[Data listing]
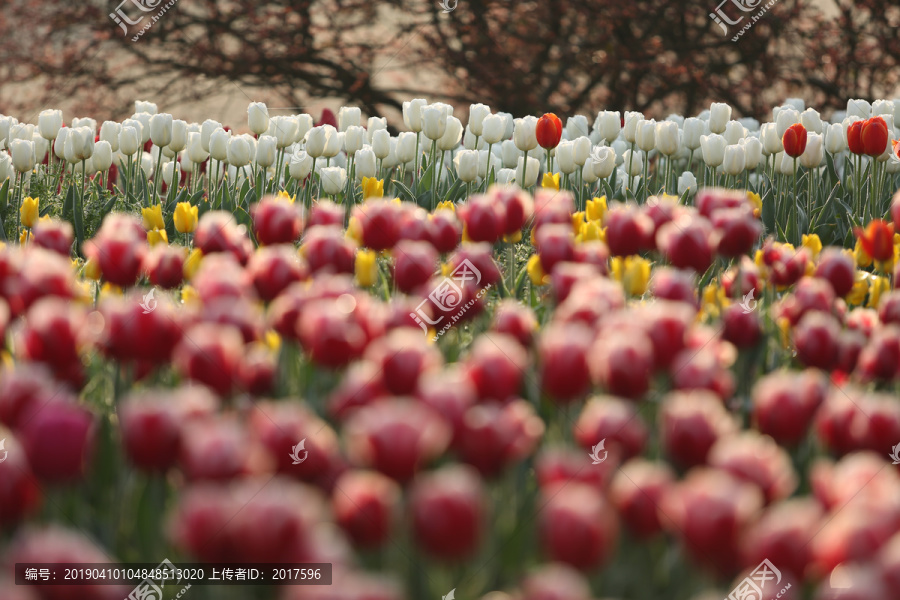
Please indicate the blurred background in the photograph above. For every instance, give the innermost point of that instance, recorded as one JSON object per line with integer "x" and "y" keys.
{"x": 210, "y": 58}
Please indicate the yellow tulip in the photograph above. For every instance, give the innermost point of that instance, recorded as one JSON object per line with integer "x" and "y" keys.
{"x": 192, "y": 264}
{"x": 30, "y": 211}
{"x": 372, "y": 188}
{"x": 157, "y": 236}
{"x": 550, "y": 181}
{"x": 153, "y": 217}
{"x": 536, "y": 271}
{"x": 185, "y": 217}
{"x": 596, "y": 209}
{"x": 813, "y": 244}
{"x": 366, "y": 268}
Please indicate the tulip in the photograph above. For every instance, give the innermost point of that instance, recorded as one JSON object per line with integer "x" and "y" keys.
{"x": 734, "y": 160}
{"x": 719, "y": 115}
{"x": 794, "y": 140}
{"x": 238, "y": 152}
{"x": 525, "y": 136}
{"x": 22, "y": 154}
{"x": 548, "y": 132}
{"x": 333, "y": 180}
{"x": 713, "y": 149}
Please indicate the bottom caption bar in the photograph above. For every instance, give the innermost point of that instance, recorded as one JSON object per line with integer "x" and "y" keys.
{"x": 167, "y": 573}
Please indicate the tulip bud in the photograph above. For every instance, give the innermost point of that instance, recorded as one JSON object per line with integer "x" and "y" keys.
{"x": 452, "y": 134}
{"x": 645, "y": 134}
{"x": 719, "y": 115}
{"x": 49, "y": 123}
{"x": 22, "y": 153}
{"x": 333, "y": 180}
{"x": 734, "y": 159}
{"x": 161, "y": 129}
{"x": 713, "y": 149}
{"x": 693, "y": 130}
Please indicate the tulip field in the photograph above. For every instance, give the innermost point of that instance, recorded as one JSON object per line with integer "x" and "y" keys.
{"x": 487, "y": 357}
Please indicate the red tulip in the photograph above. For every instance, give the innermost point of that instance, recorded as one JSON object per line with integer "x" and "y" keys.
{"x": 59, "y": 441}
{"x": 19, "y": 495}
{"x": 396, "y": 437}
{"x": 614, "y": 420}
{"x": 636, "y": 492}
{"x": 273, "y": 268}
{"x": 577, "y": 526}
{"x": 365, "y": 504}
{"x": 210, "y": 353}
{"x": 877, "y": 239}
{"x": 548, "y": 131}
{"x": 794, "y": 140}
{"x": 874, "y": 136}
{"x": 690, "y": 423}
{"x": 710, "y": 511}
{"x": 448, "y": 512}
{"x": 563, "y": 353}
{"x": 854, "y": 137}
{"x": 414, "y": 264}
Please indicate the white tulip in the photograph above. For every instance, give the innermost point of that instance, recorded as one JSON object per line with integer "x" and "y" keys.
{"x": 195, "y": 150}
{"x": 509, "y": 154}
{"x": 608, "y": 123}
{"x": 752, "y": 152}
{"x": 258, "y": 117}
{"x": 719, "y": 115}
{"x": 734, "y": 132}
{"x": 603, "y": 161}
{"x": 333, "y": 180}
{"x": 814, "y": 153}
{"x": 771, "y": 139}
{"x": 22, "y": 154}
{"x": 218, "y": 144}
{"x": 493, "y": 128}
{"x": 713, "y": 146}
{"x": 693, "y": 129}
{"x": 531, "y": 171}
{"x": 381, "y": 143}
{"x": 365, "y": 162}
{"x": 811, "y": 120}
{"x": 349, "y": 116}
{"x": 412, "y": 114}
{"x": 524, "y": 134}
{"x": 734, "y": 159}
{"x": 266, "y": 151}
{"x": 301, "y": 165}
{"x": 859, "y": 108}
{"x": 406, "y": 146}
{"x": 466, "y": 163}
{"x": 354, "y": 138}
{"x": 687, "y": 183}
{"x": 452, "y": 134}
{"x": 582, "y": 147}
{"x": 786, "y": 118}
{"x": 631, "y": 120}
{"x": 634, "y": 160}
{"x": 477, "y": 114}
{"x": 434, "y": 122}
{"x": 565, "y": 157}
{"x": 835, "y": 141}
{"x": 667, "y": 137}
{"x": 49, "y": 123}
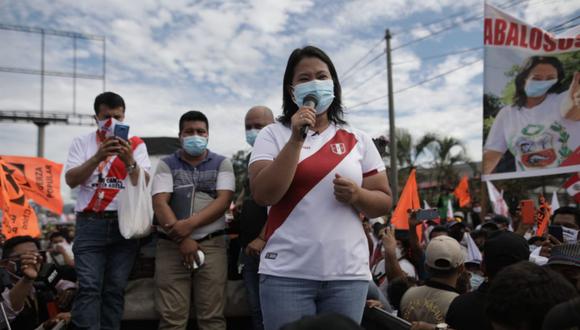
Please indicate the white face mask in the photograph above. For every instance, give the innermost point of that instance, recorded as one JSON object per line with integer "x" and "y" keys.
{"x": 570, "y": 235}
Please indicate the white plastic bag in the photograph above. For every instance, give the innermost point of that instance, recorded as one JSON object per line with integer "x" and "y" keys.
{"x": 135, "y": 208}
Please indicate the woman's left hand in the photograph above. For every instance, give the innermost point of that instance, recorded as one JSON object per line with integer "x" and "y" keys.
{"x": 345, "y": 190}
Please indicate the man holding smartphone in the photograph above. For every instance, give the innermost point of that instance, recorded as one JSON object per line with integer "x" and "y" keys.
{"x": 98, "y": 164}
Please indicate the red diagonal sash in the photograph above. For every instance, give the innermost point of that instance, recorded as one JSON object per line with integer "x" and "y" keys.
{"x": 118, "y": 171}
{"x": 308, "y": 174}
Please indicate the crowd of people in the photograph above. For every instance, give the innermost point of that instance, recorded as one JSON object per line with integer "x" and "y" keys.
{"x": 317, "y": 249}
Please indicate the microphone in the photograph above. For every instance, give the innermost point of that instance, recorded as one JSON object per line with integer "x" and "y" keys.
{"x": 310, "y": 100}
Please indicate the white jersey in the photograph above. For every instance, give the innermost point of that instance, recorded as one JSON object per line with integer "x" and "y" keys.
{"x": 310, "y": 234}
{"x": 82, "y": 149}
{"x": 538, "y": 137}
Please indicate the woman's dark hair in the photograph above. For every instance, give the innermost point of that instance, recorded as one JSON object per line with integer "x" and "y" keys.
{"x": 289, "y": 108}
{"x": 520, "y": 96}
{"x": 521, "y": 295}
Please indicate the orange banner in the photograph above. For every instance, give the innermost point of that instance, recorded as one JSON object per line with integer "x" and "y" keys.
{"x": 409, "y": 199}
{"x": 18, "y": 217}
{"x": 38, "y": 177}
{"x": 462, "y": 192}
{"x": 543, "y": 215}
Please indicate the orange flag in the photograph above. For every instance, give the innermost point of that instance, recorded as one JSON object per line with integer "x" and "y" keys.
{"x": 462, "y": 192}
{"x": 18, "y": 217}
{"x": 38, "y": 177}
{"x": 543, "y": 216}
{"x": 409, "y": 199}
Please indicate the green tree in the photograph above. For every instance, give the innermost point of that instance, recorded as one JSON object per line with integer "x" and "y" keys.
{"x": 240, "y": 164}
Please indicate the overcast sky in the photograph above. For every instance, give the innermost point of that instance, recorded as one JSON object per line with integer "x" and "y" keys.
{"x": 222, "y": 57}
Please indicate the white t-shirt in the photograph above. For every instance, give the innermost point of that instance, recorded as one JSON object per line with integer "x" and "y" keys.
{"x": 84, "y": 147}
{"x": 538, "y": 137}
{"x": 318, "y": 238}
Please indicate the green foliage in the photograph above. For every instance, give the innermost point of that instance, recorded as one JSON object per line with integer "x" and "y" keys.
{"x": 240, "y": 164}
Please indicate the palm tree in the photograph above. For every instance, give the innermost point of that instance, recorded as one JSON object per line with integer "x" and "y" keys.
{"x": 445, "y": 152}
{"x": 407, "y": 150}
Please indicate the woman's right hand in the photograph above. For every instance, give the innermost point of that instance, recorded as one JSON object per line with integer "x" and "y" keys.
{"x": 304, "y": 116}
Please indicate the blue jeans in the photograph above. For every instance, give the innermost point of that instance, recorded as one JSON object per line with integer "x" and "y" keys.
{"x": 103, "y": 261}
{"x": 285, "y": 300}
{"x": 252, "y": 282}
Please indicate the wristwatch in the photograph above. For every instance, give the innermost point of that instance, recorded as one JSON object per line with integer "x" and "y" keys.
{"x": 131, "y": 168}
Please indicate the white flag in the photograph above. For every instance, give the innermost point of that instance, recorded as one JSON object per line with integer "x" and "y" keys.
{"x": 554, "y": 204}
{"x": 473, "y": 253}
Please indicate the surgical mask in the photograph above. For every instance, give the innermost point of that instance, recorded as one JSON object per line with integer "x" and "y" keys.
{"x": 570, "y": 235}
{"x": 251, "y": 136}
{"x": 322, "y": 89}
{"x": 476, "y": 280}
{"x": 399, "y": 253}
{"x": 194, "y": 145}
{"x": 536, "y": 88}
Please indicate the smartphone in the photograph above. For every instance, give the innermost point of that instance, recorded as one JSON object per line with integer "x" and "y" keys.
{"x": 528, "y": 210}
{"x": 121, "y": 131}
{"x": 428, "y": 214}
{"x": 557, "y": 232}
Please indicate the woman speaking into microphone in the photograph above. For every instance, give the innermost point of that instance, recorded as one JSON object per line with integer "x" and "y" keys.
{"x": 316, "y": 258}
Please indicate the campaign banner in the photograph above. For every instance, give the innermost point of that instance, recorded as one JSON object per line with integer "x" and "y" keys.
{"x": 531, "y": 99}
{"x": 39, "y": 178}
{"x": 18, "y": 217}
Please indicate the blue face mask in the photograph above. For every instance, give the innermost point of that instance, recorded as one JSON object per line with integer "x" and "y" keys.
{"x": 194, "y": 145}
{"x": 323, "y": 89}
{"x": 251, "y": 136}
{"x": 476, "y": 280}
{"x": 536, "y": 88}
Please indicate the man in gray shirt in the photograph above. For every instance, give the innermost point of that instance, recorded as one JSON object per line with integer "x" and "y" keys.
{"x": 192, "y": 189}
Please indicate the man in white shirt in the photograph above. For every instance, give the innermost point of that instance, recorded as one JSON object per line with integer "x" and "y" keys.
{"x": 100, "y": 165}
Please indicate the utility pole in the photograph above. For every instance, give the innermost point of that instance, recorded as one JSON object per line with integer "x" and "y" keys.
{"x": 392, "y": 139}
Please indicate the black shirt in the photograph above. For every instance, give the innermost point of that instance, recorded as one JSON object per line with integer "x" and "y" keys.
{"x": 253, "y": 216}
{"x": 467, "y": 311}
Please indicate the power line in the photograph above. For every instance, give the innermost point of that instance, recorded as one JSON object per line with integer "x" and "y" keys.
{"x": 564, "y": 23}
{"x": 437, "y": 76}
{"x": 440, "y": 55}
{"x": 373, "y": 76}
{"x": 415, "y": 85}
{"x": 346, "y": 76}
{"x": 563, "y": 27}
{"x": 457, "y": 24}
{"x": 362, "y": 58}
{"x": 378, "y": 72}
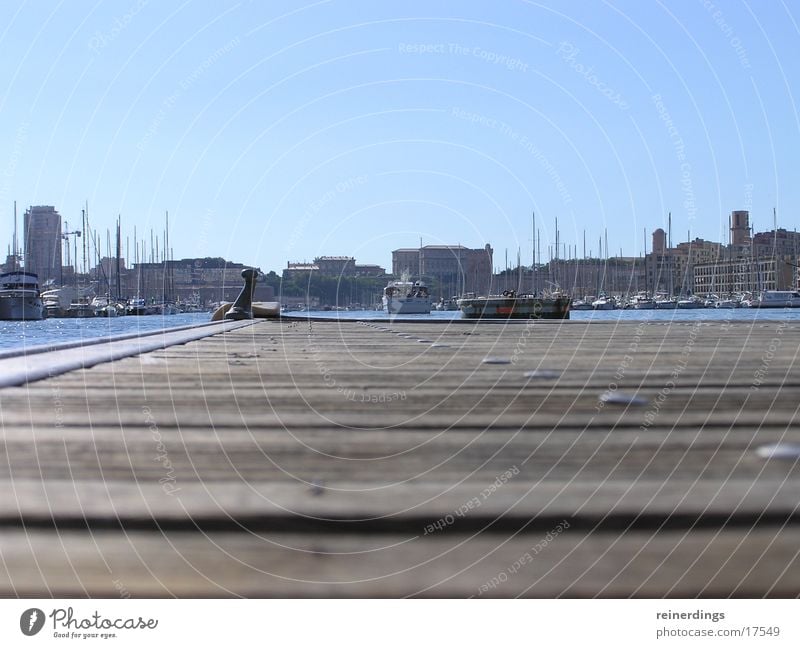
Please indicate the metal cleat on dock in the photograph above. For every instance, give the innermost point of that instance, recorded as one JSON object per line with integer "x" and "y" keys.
{"x": 243, "y": 306}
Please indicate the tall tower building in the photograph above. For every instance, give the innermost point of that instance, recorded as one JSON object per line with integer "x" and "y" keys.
{"x": 740, "y": 227}
{"x": 659, "y": 241}
{"x": 42, "y": 235}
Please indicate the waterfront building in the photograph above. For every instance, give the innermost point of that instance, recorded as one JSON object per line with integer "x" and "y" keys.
{"x": 333, "y": 266}
{"x": 456, "y": 269}
{"x": 42, "y": 237}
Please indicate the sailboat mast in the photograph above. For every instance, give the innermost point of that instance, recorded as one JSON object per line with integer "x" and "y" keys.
{"x": 533, "y": 252}
{"x": 16, "y": 249}
{"x": 119, "y": 252}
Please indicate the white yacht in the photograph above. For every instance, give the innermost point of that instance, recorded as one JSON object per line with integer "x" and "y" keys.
{"x": 19, "y": 296}
{"x": 777, "y": 299}
{"x": 406, "y": 298}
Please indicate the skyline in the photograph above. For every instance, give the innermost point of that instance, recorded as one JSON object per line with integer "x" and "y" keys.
{"x": 281, "y": 133}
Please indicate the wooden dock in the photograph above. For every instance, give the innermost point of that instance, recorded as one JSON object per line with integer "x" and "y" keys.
{"x": 483, "y": 459}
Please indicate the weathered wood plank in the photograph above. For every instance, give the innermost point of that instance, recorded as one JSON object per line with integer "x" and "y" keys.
{"x": 755, "y": 563}
{"x": 252, "y": 435}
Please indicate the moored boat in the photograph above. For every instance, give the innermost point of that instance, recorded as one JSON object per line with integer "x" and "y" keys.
{"x": 776, "y": 299}
{"x": 406, "y": 298}
{"x": 510, "y": 306}
{"x": 19, "y": 296}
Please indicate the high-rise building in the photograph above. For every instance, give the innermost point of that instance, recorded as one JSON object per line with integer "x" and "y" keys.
{"x": 740, "y": 227}
{"x": 42, "y": 232}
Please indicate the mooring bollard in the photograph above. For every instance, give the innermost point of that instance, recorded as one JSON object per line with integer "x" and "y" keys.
{"x": 243, "y": 306}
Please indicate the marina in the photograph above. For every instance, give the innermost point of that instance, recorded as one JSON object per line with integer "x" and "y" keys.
{"x": 291, "y": 457}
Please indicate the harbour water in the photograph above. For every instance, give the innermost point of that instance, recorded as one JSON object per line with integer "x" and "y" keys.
{"x": 21, "y": 335}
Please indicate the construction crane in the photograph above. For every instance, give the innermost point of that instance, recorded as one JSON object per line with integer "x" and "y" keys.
{"x": 65, "y": 236}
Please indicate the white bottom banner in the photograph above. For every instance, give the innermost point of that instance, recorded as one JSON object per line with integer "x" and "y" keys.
{"x": 388, "y": 623}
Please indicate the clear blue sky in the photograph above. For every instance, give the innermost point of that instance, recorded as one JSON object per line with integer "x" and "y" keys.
{"x": 276, "y": 131}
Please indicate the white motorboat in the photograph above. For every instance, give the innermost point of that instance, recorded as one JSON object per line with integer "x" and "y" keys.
{"x": 19, "y": 296}
{"x": 776, "y": 299}
{"x": 582, "y": 304}
{"x": 604, "y": 303}
{"x": 641, "y": 302}
{"x": 690, "y": 303}
{"x": 406, "y": 298}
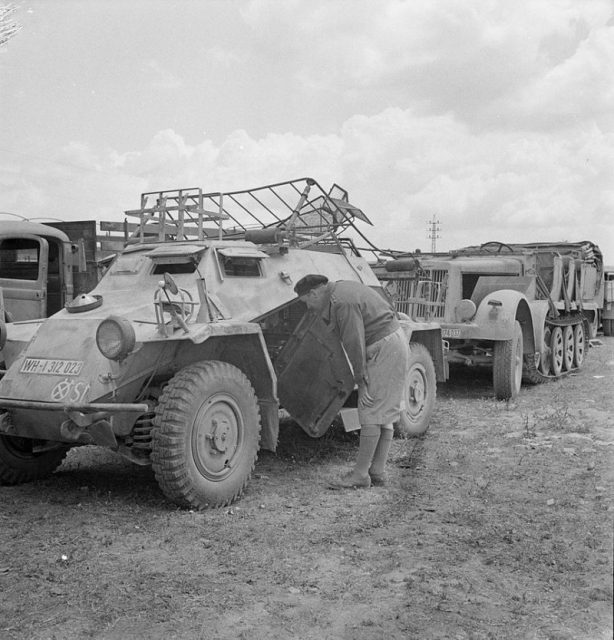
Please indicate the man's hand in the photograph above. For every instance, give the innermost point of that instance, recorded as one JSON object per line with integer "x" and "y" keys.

:: WRITTEN PROBLEM ::
Write out, exactly as given, the line containing "Please indicate the high-rise" and every line after it through the end, with no pictures.

:: WRITTEN REPLY ::
Please indicate the high-rise building in the photograph above. For every instance, give the innermost point of that instance, recorded as one JSON object per line with integer "x" and "y" keys.
{"x": 740, "y": 227}
{"x": 42, "y": 232}
Please indicate the mooring bollard in the photograph above. For every instance, give the innermost point of that instance, recorded as one JSON object per line with integer "x" and "y" keys.
{"x": 243, "y": 306}
Please indicate the marina in the photograph above. For every instance, give the innermost point of that instance, recorded as one JSON object per line with integer "x" and "y" keys.
{"x": 291, "y": 457}
Please indicate the harbour water in the photograph above. For every instance, give the innermost point of that instance, recorded as one JSON object per line with integer "x" and "y" keys.
{"x": 21, "y": 335}
Please indicate the construction crane in the photograph above. For every instance, give the innermost point of that instance, recorded as one JSON object per line with integer "x" and "y" keys.
{"x": 65, "y": 236}
Please indicate the white bottom banner in the photograph above. For every instance, give the innermost point of that instance, recorded as one JSON object per line with integer "x" and "y" keys.
{"x": 388, "y": 623}
Please indicate the clear blue sky in the photograph above. For every instance, give the innermost point of that instance, recorded as one JSON object per line with integer "x" and "y" keys.
{"x": 276, "y": 131}
Please indicate the white motorboat in the photograph above. For every instance, give the innermost point of that instance, recorded as one JSON object per line with integer "x" and "y" keys.
{"x": 19, "y": 296}
{"x": 776, "y": 299}
{"x": 582, "y": 304}
{"x": 604, "y": 303}
{"x": 641, "y": 302}
{"x": 690, "y": 303}
{"x": 406, "y": 298}
Please indicate the man's hand in the photograph above. For every instance, give the innermost point of that instance, recorded as one JSON object per line with integer "x" and "y" keys.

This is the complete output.